-- DATA RECORDS follows --

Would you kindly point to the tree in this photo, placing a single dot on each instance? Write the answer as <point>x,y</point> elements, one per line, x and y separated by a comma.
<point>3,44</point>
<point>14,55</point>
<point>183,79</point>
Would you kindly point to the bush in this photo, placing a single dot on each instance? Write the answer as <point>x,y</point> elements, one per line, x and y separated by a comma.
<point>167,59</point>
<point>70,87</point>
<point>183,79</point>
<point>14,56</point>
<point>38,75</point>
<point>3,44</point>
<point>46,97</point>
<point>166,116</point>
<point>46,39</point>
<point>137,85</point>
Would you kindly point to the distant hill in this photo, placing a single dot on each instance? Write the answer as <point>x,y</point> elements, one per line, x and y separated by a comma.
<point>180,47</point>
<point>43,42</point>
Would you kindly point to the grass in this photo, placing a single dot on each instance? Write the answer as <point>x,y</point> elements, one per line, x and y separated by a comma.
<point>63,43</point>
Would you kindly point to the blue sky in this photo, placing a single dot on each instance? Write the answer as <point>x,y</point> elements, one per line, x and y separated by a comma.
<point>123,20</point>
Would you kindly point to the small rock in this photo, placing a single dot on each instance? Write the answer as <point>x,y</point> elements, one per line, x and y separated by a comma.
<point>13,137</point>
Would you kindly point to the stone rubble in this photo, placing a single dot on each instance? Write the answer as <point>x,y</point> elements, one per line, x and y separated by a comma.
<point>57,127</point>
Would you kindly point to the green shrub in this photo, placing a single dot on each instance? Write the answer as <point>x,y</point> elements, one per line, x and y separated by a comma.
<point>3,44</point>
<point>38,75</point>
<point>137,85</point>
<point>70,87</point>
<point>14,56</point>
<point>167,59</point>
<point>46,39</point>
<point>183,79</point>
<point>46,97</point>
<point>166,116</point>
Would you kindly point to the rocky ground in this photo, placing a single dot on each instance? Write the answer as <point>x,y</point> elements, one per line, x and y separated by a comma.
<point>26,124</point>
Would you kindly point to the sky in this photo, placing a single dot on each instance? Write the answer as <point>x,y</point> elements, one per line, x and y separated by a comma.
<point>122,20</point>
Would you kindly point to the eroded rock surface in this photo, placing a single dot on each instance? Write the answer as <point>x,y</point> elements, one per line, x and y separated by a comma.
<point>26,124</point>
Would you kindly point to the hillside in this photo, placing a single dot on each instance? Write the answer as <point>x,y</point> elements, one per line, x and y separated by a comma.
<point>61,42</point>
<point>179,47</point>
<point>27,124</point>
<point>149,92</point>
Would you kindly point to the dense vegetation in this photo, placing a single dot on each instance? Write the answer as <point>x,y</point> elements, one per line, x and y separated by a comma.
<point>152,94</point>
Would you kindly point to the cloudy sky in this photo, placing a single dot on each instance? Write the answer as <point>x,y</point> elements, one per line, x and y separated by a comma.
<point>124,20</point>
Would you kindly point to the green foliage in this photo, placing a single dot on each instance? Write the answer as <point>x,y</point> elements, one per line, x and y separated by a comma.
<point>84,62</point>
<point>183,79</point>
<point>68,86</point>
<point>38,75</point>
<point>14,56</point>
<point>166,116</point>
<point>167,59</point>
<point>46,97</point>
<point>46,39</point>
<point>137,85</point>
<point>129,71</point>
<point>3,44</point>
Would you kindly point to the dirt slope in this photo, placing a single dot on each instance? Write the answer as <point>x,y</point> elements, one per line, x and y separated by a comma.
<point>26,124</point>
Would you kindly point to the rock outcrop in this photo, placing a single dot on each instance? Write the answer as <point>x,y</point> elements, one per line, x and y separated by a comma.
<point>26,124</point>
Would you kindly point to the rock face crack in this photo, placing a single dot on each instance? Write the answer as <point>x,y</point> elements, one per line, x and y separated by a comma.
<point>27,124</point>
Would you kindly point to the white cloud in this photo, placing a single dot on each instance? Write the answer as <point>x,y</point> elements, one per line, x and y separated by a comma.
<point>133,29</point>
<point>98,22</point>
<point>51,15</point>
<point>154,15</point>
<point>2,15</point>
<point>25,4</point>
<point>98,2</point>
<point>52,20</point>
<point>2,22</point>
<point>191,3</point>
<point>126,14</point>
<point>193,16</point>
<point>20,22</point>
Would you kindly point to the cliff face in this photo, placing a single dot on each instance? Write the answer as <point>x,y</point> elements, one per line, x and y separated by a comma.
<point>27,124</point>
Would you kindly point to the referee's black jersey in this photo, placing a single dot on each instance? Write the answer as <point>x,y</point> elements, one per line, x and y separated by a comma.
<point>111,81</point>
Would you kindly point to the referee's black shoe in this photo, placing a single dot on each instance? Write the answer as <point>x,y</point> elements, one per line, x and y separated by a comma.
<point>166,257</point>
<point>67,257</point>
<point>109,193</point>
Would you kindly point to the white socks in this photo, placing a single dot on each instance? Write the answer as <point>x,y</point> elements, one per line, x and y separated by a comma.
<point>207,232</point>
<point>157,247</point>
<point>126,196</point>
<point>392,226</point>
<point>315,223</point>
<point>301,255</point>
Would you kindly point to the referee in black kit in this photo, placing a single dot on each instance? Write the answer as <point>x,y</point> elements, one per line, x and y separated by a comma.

-- DATA RECORDS concluded --

All of the records need to be transcribed exactly.

Would you kindly point to the tree in this photo, placing a single dot on each instance? Write the answer as <point>x,y</point> elements, one per line, x and y separated by a comma.
<point>3,44</point>
<point>14,55</point>
<point>183,79</point>
Would you kindly point to the bush in this photo, placing a single dot on each instance? Write the answer as <point>x,y</point> elements, one per line, x and y separated by a comma.
<point>167,59</point>
<point>70,87</point>
<point>183,79</point>
<point>14,56</point>
<point>38,75</point>
<point>3,44</point>
<point>46,97</point>
<point>166,116</point>
<point>46,39</point>
<point>137,85</point>
Would you kindly point to the distant hill in this photo, placing a single dot on each instance? Write the answer as <point>x,y</point> elements, one per line, x and y separated by a comma.
<point>180,47</point>
<point>43,42</point>
Would you kindly point to the grass in this photo, placing a single dot on each instance? Write the answer as <point>x,y</point> elements, one per line, x and y separated by a comma.
<point>63,43</point>
Would you kindly point to the blue sky in this photo, placing a single dot on each instance? Write the answer as <point>x,y</point> elements, one per line, x and y separated by a comma.
<point>123,20</point>
Would you kindly point to the small rock in this photo, placing a single dot on each instance? Write the answer as <point>x,y</point> elements, one per line, x and y separated by a comma.
<point>13,137</point>
Would you kindly point to the stone rubble in this photo, placing a single dot on each instance? Write the answer as <point>x,y</point> elements, one per line, x and y separated by a comma.
<point>57,127</point>
Would you kindly point to the green shrub in this photo, placing a single dot on each instance? Write the answer as <point>x,y</point> elements, one per line, x and y separated by a comma.
<point>3,44</point>
<point>38,75</point>
<point>137,85</point>
<point>70,87</point>
<point>14,56</point>
<point>167,59</point>
<point>46,39</point>
<point>183,79</point>
<point>46,97</point>
<point>166,116</point>
Would you kindly point to the rocky ground in this photo, placing a single dot on each instance? Write the answer as <point>x,y</point> elements, one per line, x and y separated by a comma.
<point>26,124</point>
Would you kindly point to the sky in this photo, placing a single dot on each instance? Write the answer as <point>x,y</point> elements, one per line, x and y separated by a comma.
<point>122,20</point>
Would you kindly point to the eroded rock surface in this photo, placing a single dot on each instance? Write the answer as <point>x,y</point> elements, one per line, x and y separated by a comma.
<point>26,124</point>
Would you kindly point to the hillside in this photo, placing a single dot on each instance? Write the answer as <point>x,y</point> elements, one per line, x and y separated by a comma.
<point>61,42</point>
<point>179,47</point>
<point>27,124</point>
<point>149,92</point>
Would you kindly point to the dense vegetation in this photo, placing a single dot on each instance? Write the answer as <point>x,y</point> elements, one per line, x and y separated by a comma.
<point>152,94</point>
Would you kindly point to the cloudy sky in this photo, placing a single dot on each instance? Write the answer as <point>x,y</point> elements, one per line, x and y separated by a comma.
<point>124,20</point>
Would you kindly point to the green foliage in this photo, placing a single dot on each instance? Write the answer as <point>x,y</point> elements, one per line, x and y separated by a comma.
<point>84,62</point>
<point>183,79</point>
<point>68,86</point>
<point>38,75</point>
<point>14,56</point>
<point>166,116</point>
<point>167,59</point>
<point>46,97</point>
<point>46,39</point>
<point>137,85</point>
<point>129,71</point>
<point>3,44</point>
Would you kindly point to the dirt slope in this photo, placing a single dot on each instance? Write the answer as <point>x,y</point> elements, one per line, x and y separated by a comma.
<point>26,124</point>
Would you kindly point to the rock outcrop in this photo, placing a single dot on each instance? Write the answer as <point>x,y</point> elements, one per line, x and y separated by a comma.
<point>26,124</point>
Would you kindly point to the rock face crack in this photo, placing a single dot on each instance? Write the answer as <point>x,y</point> elements, one per line, x and y separated by a comma.
<point>27,124</point>
Would you kindly point to the white cloud in this photo, placing a single dot on each instance? Write the answer as <point>x,y</point> elements, one per line, x and y separated by a comma.
<point>133,29</point>
<point>98,22</point>
<point>51,15</point>
<point>154,15</point>
<point>2,15</point>
<point>25,4</point>
<point>98,2</point>
<point>52,20</point>
<point>2,22</point>
<point>191,3</point>
<point>126,14</point>
<point>193,16</point>
<point>20,22</point>
Would you kindly point to the cliff face in this photo, placing a single dot on each instance? Write the answer as <point>x,y</point> elements, one per line, x and y separated by a comma.
<point>27,124</point>
Would you kindly point to the referee's black jersey in this photo, placing a single dot on each instance? Write the answer as <point>x,y</point> elements, one per line, x and y separated by a comma.
<point>111,81</point>
Would you kindly point to the referee's black shoe in this photo, placing a single dot on each instance? Write the answer as <point>x,y</point> elements, one per line, x and y separated by a comma.
<point>166,257</point>
<point>67,257</point>
<point>109,193</point>
Would you kindly point to the white socks in this photo, placing a single dot on each instance? Write the answer as <point>x,y</point> elements, one per line, x and y separated by a comma.
<point>207,232</point>
<point>157,247</point>
<point>126,196</point>
<point>392,226</point>
<point>315,223</point>
<point>301,255</point>
Would you kindly point to the referee in black kit in this photo, placing a single dot on each instance? Write the answer as <point>x,y</point> elements, one per line, x and y separated by a comma.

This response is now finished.